### Given instruction
Copy all of the data below, text lines included, and shift every bounding box coordinate by -3. Leave out the pictures.

### Provided data
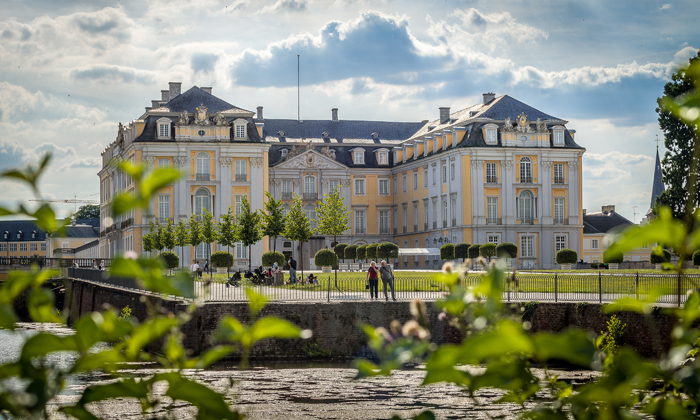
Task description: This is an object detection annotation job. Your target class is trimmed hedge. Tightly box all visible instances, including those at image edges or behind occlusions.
[479,244,496,258]
[455,242,472,259]
[344,245,357,260]
[440,244,455,260]
[333,242,348,260]
[496,242,518,258]
[556,248,578,264]
[467,244,481,259]
[649,249,671,264]
[157,251,180,268]
[314,249,338,267]
[377,242,399,260]
[211,251,233,267]
[263,251,285,268]
[365,244,379,260]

### Completed task
Task description: This is an object detection annotation job. Your target class is trimmed hedge. Tightly box all visible instances, including those at image edges or behind occlusions.
[476,241,493,255]
[452,239,469,256]
[341,242,354,257]
[437,241,452,257]
[330,239,345,257]
[493,239,515,255]
[553,245,575,261]
[464,241,478,256]
[646,246,668,261]
[154,248,177,265]
[311,246,335,264]
[374,239,396,257]
[208,248,230,264]
[260,248,282,265]
[362,241,376,257]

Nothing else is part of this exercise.